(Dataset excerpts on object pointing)

------------------------------------------------------------------------

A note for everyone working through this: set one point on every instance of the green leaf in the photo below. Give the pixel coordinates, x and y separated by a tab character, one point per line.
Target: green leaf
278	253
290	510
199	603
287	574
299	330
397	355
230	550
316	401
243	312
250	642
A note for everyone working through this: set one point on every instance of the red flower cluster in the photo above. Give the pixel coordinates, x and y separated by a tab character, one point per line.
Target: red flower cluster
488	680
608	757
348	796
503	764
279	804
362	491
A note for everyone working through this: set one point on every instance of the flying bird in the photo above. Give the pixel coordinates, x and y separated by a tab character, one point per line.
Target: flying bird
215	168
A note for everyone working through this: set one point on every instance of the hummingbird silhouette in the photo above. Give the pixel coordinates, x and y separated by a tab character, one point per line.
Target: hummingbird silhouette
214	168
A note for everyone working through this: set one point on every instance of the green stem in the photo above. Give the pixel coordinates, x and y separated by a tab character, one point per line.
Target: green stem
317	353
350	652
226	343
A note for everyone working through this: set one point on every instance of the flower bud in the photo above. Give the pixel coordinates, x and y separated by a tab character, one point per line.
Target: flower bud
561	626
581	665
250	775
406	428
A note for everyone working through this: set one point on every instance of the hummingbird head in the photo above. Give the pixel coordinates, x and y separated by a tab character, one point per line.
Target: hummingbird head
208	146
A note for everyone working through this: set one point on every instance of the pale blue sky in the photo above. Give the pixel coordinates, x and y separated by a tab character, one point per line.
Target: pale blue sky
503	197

------------------------------------------------------------------------

→ **WHAT THE EXERCISE ASKS**
Shift every pixel coordinate in the answers up by 82, and write out again the lines that begin at the one containing "the hummingbird head" and run through the end of the entries, including the requests.

→ **FULL RESPONSE**
A note for everyone working through this: set one point on every instance of the hummingbird head in the photo above. Give the pixel coordinates, x and y separated by a tab character, one point per line.
Target: hummingbird head
290	228
A note for everyone working through this: set one point on every instance of the pale blue sky in the photo above. Give the pixel coordinates, x and y separated by a tab character, one point per line.
Target: pale blue sky
585	279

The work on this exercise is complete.